Object position labeling records
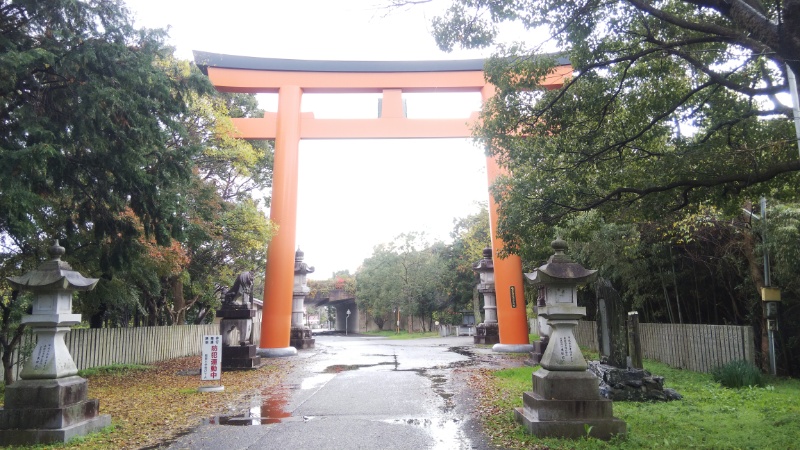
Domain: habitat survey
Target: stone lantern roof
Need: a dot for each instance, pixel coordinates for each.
(299, 266)
(560, 268)
(53, 275)
(486, 264)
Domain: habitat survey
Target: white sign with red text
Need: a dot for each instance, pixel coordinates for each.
(211, 368)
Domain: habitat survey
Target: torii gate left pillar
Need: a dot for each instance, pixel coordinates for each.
(290, 79)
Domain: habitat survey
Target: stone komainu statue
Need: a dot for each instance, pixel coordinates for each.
(243, 286)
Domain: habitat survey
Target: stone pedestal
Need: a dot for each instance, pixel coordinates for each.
(49, 404)
(238, 353)
(539, 348)
(566, 404)
(565, 401)
(487, 333)
(49, 411)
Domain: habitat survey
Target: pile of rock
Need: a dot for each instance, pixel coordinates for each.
(630, 384)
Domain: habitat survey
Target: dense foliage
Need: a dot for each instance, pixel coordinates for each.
(433, 282)
(675, 118)
(125, 154)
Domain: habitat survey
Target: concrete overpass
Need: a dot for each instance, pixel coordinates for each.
(343, 302)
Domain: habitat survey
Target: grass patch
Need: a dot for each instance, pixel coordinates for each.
(738, 374)
(709, 416)
(403, 334)
(114, 369)
(149, 405)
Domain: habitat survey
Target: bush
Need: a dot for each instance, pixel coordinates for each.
(739, 373)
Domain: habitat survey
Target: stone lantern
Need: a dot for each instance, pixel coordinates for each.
(565, 401)
(300, 335)
(48, 404)
(487, 332)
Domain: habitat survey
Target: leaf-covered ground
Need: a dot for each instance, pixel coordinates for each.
(153, 406)
(709, 416)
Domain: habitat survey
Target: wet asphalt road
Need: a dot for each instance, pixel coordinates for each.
(358, 392)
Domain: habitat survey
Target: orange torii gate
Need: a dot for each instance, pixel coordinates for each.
(290, 79)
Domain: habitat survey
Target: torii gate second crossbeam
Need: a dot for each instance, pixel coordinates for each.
(290, 79)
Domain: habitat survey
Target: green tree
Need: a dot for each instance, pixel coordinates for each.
(671, 104)
(379, 290)
(470, 236)
(405, 274)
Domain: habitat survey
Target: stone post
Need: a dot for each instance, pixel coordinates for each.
(634, 341)
(565, 401)
(487, 332)
(300, 333)
(540, 346)
(236, 315)
(49, 403)
(611, 325)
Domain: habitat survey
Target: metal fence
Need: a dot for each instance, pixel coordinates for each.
(700, 348)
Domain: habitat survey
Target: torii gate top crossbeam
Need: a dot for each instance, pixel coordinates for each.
(390, 78)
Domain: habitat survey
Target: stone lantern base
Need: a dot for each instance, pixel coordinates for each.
(487, 333)
(300, 338)
(49, 411)
(567, 404)
(539, 348)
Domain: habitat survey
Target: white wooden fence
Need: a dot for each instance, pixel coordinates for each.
(96, 347)
(700, 348)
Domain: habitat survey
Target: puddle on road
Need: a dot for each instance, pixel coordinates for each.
(337, 368)
(316, 381)
(446, 432)
(272, 410)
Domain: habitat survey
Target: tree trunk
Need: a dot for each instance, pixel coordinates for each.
(178, 301)
(756, 268)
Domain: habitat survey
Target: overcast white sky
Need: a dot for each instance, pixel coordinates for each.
(353, 194)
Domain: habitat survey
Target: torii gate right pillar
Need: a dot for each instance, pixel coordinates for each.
(508, 278)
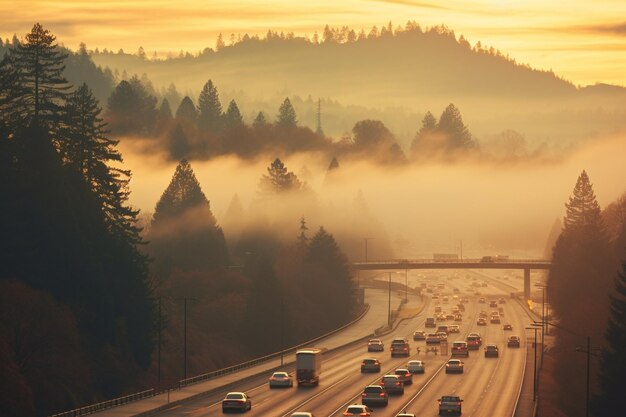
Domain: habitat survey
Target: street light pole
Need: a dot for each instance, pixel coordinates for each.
(389, 308)
(535, 366)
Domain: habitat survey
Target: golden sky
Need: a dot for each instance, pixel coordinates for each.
(582, 40)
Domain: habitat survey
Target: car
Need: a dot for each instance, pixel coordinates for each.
(491, 351)
(450, 404)
(513, 341)
(392, 384)
(238, 401)
(281, 379)
(375, 345)
(454, 366)
(358, 410)
(400, 347)
(473, 342)
(405, 376)
(374, 395)
(370, 365)
(459, 348)
(416, 367)
(419, 335)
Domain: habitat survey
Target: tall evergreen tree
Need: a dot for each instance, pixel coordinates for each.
(184, 234)
(278, 180)
(187, 112)
(287, 115)
(610, 401)
(210, 108)
(39, 64)
(451, 123)
(232, 117)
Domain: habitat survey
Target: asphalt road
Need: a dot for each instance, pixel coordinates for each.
(489, 386)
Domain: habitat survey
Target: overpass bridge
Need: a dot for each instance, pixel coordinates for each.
(482, 263)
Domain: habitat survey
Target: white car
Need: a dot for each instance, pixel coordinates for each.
(415, 367)
(281, 379)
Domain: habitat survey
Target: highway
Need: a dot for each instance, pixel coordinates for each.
(489, 386)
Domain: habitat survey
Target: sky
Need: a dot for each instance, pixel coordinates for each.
(583, 41)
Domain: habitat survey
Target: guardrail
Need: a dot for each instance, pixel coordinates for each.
(105, 405)
(244, 365)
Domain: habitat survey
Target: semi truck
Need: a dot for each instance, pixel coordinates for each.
(308, 366)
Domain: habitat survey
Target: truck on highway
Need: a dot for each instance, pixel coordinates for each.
(308, 366)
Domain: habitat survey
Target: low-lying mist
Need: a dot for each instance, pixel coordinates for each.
(420, 209)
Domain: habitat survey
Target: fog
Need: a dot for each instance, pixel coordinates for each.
(490, 207)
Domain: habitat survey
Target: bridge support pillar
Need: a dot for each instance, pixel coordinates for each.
(526, 284)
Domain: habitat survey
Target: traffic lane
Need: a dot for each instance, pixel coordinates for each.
(472, 384)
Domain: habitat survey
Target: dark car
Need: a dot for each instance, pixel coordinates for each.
(370, 365)
(237, 401)
(491, 351)
(405, 376)
(374, 395)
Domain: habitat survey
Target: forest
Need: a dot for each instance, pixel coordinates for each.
(88, 297)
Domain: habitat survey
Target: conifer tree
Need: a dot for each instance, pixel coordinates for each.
(232, 117)
(278, 180)
(610, 401)
(39, 65)
(187, 112)
(210, 108)
(287, 115)
(184, 234)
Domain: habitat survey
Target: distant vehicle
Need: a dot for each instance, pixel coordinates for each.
(416, 367)
(454, 328)
(392, 384)
(454, 366)
(459, 348)
(450, 404)
(357, 410)
(400, 347)
(370, 365)
(280, 379)
(491, 351)
(238, 401)
(473, 342)
(374, 395)
(513, 341)
(405, 376)
(308, 366)
(375, 345)
(419, 335)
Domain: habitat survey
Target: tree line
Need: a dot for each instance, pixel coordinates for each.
(586, 288)
(83, 307)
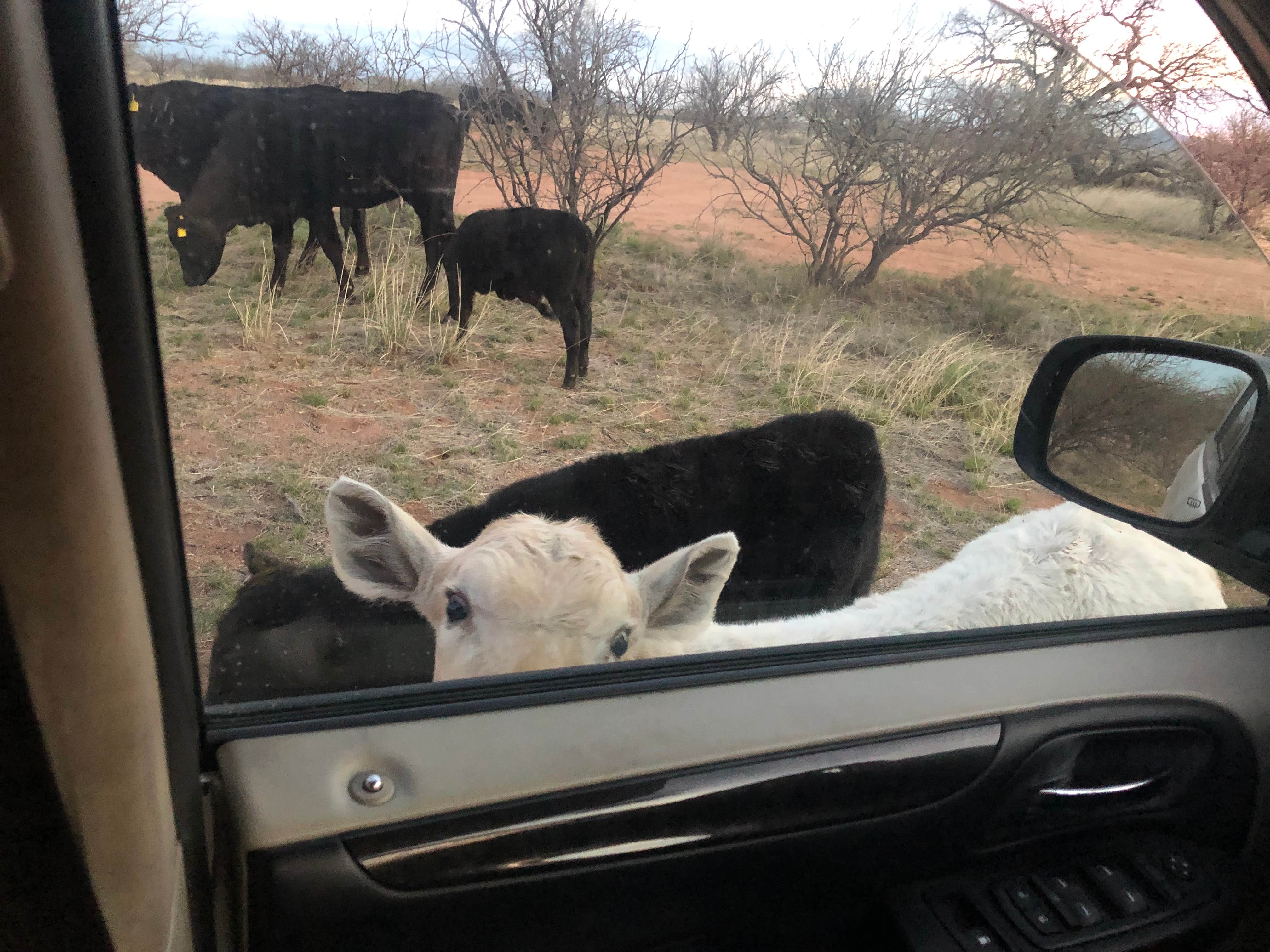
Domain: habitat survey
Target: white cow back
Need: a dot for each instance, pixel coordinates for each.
(1050, 565)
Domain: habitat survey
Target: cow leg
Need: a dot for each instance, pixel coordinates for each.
(436, 214)
(310, 251)
(568, 315)
(283, 233)
(355, 220)
(583, 334)
(323, 223)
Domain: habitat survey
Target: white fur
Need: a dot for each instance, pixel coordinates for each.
(1050, 565)
(538, 593)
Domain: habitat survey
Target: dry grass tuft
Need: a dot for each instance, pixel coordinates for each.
(261, 320)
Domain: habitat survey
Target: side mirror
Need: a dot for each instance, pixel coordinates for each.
(1169, 436)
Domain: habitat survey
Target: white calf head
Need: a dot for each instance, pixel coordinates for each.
(525, 594)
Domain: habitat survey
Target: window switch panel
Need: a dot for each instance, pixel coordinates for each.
(1118, 889)
(1073, 902)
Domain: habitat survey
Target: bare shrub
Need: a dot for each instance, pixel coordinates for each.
(161, 23)
(1176, 82)
(290, 56)
(722, 86)
(1238, 158)
(585, 108)
(893, 150)
(399, 58)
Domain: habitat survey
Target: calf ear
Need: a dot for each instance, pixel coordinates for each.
(379, 550)
(681, 589)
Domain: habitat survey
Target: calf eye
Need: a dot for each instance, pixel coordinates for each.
(620, 643)
(456, 607)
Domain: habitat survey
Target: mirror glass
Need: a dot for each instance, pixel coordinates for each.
(1154, 433)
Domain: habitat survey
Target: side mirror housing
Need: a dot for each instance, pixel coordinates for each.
(1169, 436)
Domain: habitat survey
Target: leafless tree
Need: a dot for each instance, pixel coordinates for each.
(161, 23)
(1109, 136)
(290, 56)
(1238, 156)
(1145, 413)
(586, 111)
(1175, 82)
(888, 149)
(399, 56)
(722, 86)
(161, 60)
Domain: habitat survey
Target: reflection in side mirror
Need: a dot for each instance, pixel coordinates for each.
(1155, 433)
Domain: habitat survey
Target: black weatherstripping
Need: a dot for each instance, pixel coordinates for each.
(416, 702)
(88, 75)
(700, 808)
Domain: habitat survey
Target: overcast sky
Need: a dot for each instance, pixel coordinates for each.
(797, 26)
(794, 25)
(729, 23)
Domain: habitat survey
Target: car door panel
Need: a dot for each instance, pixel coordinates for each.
(323, 869)
(290, 787)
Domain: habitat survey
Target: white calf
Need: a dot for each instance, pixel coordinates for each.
(1050, 565)
(528, 593)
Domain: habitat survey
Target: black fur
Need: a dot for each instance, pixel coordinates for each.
(177, 125)
(538, 256)
(294, 154)
(299, 631)
(804, 496)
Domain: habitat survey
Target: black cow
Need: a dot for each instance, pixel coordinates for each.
(294, 154)
(804, 496)
(177, 125)
(299, 631)
(528, 254)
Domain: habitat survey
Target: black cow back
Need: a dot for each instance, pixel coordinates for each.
(804, 494)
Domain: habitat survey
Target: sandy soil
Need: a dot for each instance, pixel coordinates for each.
(686, 202)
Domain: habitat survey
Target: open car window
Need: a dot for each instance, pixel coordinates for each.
(606, 349)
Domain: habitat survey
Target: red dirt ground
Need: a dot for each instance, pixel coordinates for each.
(686, 201)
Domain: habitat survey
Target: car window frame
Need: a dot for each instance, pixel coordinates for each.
(128, 332)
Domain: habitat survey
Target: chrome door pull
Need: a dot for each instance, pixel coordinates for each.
(1100, 791)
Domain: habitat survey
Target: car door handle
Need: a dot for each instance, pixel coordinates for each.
(1109, 791)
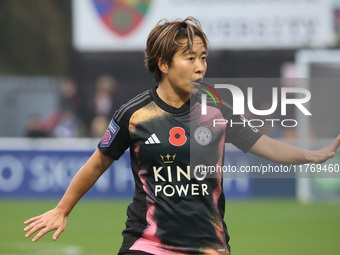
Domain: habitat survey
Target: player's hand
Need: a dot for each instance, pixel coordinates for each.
(320, 156)
(52, 220)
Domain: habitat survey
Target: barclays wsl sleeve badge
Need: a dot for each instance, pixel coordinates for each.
(110, 134)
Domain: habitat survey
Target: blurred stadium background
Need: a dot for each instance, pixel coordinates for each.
(66, 66)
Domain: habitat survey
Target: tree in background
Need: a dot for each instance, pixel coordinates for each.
(35, 36)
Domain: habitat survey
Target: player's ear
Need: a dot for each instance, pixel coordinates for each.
(163, 66)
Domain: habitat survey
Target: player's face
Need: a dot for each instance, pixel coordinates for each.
(188, 66)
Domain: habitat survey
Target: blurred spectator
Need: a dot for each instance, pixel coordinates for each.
(35, 127)
(69, 97)
(106, 86)
(67, 125)
(65, 122)
(98, 126)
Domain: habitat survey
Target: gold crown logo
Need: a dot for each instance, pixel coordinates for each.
(168, 158)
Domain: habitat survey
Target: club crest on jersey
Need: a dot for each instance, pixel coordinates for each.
(203, 135)
(121, 16)
(110, 134)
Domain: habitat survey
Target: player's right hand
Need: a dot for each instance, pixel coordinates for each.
(52, 220)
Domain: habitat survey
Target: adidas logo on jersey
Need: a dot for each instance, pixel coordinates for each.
(153, 139)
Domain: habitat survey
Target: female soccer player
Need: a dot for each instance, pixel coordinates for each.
(175, 209)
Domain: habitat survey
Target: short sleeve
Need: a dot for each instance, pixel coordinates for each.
(115, 140)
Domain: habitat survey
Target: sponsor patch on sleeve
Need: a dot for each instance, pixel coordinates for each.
(110, 134)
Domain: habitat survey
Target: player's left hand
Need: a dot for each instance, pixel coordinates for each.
(320, 156)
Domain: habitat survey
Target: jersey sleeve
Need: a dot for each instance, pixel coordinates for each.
(115, 140)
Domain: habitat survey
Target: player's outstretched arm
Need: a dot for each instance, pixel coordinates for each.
(284, 153)
(56, 218)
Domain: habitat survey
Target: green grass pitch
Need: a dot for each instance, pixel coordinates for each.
(257, 227)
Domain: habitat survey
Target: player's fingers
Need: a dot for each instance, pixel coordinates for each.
(32, 219)
(40, 234)
(57, 233)
(34, 229)
(32, 225)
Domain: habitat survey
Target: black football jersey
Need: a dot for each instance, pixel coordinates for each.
(176, 208)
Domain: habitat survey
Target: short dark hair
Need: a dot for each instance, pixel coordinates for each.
(166, 38)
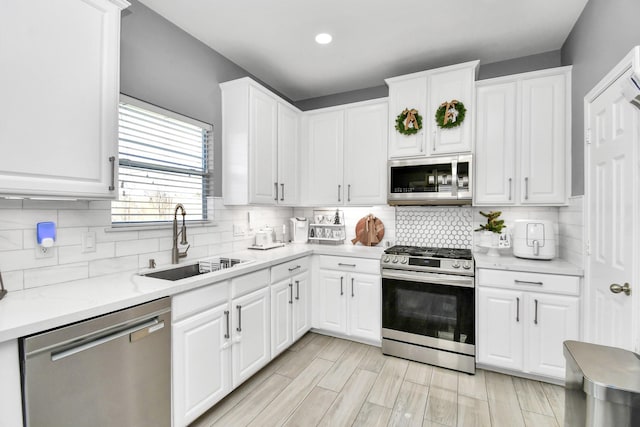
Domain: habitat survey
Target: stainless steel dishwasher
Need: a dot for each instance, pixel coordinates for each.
(112, 370)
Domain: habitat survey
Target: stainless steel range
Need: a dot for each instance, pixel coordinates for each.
(428, 306)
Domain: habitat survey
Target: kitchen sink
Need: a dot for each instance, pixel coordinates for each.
(201, 267)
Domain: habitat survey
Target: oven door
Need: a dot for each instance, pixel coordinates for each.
(429, 309)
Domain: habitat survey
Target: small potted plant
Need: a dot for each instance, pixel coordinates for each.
(491, 231)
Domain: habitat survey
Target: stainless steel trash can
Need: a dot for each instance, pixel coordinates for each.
(602, 386)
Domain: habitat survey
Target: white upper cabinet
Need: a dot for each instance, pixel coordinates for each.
(60, 84)
(522, 139)
(425, 92)
(260, 156)
(346, 154)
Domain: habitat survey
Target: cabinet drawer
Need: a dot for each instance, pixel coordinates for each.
(198, 300)
(540, 282)
(287, 269)
(362, 265)
(249, 282)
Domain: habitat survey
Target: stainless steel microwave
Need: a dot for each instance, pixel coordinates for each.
(430, 181)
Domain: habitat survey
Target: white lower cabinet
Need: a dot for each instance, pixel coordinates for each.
(523, 319)
(349, 298)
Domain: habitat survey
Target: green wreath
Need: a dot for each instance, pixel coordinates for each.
(441, 112)
(409, 127)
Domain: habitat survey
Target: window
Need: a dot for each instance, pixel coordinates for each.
(163, 160)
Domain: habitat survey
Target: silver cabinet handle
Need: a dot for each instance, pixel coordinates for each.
(153, 323)
(112, 160)
(228, 334)
(616, 289)
(526, 282)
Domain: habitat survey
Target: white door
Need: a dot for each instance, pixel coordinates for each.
(550, 320)
(281, 311)
(325, 131)
(201, 362)
(288, 155)
(495, 178)
(544, 137)
(407, 94)
(301, 305)
(365, 154)
(500, 328)
(365, 306)
(444, 87)
(612, 213)
(263, 145)
(251, 334)
(332, 308)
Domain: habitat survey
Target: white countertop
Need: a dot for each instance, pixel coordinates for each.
(509, 262)
(38, 309)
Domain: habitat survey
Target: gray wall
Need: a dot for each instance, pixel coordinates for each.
(605, 32)
(165, 66)
(496, 69)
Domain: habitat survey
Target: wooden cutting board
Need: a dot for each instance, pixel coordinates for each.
(378, 226)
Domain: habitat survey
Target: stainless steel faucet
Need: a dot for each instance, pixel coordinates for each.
(176, 254)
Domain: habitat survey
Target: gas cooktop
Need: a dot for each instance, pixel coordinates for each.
(428, 259)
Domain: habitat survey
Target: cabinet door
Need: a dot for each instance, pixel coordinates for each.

◆ Exercise:
Find every line in the records that contains the string "overcast" and copy each of those lines.

◆ Solution:
Target: overcast white sky
Target: overcast sky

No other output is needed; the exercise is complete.